Задание
Выведите целиком текст о Япончике, не меняя в нём ни слова.

Вот на этот-то Клондайк и вышли российские джентльмены удачи типа Япончика и ему подобных. Они, можно сказать, тоже были порождением эпохи, и так случилось, что Иваньков оказался в первой шеренге отечественных рэкетиров. Не было бы его, появился кто-то другой. Уж очень благоприятны были условия.
В числе потерпевших был и известный коллекционер-филателист. Япончик и два его сообщника изрядно поработали над этим клиентом. Выбивая деньги, они приковали его к водопроводной трубе в ванной комнате. Когда от боли жертва теряла сознание, ее обливали водой и продолжали пытку. В конце концов пообещали, что последней процедурой для коллекционера будет ванна с кислотой. Ассистент Япончика, Балда, притащил огромную бутыль. Тяжелая ядовитая жидкость, испаряясь, забулькала по эмали. Тогда коллекционер сломался и подписал три расписки, каждая на 20 тысяч рублей. По тем временам — почти шесть автомобилей «Волга». По мелочам команда рэкетира номер один не работала.

Приведённые пункты
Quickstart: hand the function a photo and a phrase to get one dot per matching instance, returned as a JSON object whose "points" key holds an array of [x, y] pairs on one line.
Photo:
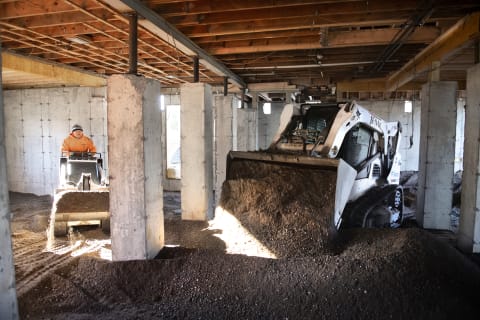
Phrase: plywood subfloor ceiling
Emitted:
{"points": [[296, 43]]}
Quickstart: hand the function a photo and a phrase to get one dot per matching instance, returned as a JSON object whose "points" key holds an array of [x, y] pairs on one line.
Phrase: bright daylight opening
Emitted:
{"points": [[173, 142], [267, 108], [408, 106]]}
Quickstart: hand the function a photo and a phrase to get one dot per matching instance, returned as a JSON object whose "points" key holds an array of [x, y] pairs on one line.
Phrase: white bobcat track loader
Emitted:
{"points": [[361, 148], [82, 197]]}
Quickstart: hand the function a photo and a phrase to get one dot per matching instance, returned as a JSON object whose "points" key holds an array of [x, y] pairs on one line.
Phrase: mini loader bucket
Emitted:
{"points": [[323, 185]]}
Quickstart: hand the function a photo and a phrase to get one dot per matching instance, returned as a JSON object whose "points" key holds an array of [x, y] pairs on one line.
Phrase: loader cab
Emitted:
{"points": [[362, 149], [311, 126], [77, 165]]}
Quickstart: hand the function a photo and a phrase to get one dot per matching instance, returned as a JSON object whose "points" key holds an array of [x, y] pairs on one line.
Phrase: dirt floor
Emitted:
{"points": [[219, 270]]}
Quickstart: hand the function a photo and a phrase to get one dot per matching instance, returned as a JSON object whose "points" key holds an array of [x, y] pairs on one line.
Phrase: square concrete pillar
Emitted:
{"points": [[8, 295], [135, 162], [223, 139], [437, 155], [469, 228], [197, 151]]}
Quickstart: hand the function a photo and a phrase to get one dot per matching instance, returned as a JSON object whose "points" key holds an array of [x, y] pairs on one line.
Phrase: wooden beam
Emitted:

Решение задания
Вот на этот-то Клондайк и вышли российские джентльмены удачи типа Япончика и ему подобных. Они, можно сказать, тоже были порождением эпохи, и так случилось, что Иваньков оказался в первой шеренге отечественных рэкетиров. Не было бы его, появился кто-то другой. Уж очень благоприятны были условия.
В числе потерпевших был и известный коллекционер-филателист. Япончик и два его сообщника изрядно поработали над этим клиентом. Выбивая деньги, они приковали его к водопроводной трубе в ванной комнате. Когда от боли жертва теряла сознание, ее обливали водой и продолжали пытку. В конце концов пообещали, что последней процедурой для коллекционера будет ванна с кислотой. Ассистент Япончика, Балда, притащил огромную бутыль. Тяжелая ядовитая жидкость, испаряясь, забулькала по эмали. Тогда коллекционер сломался и подписал три расписки, каждая на 20 тысяч рублей. По тем временам — почти шесть автомобилей «Волга». По мелочам команда рэкетира номер один не работала.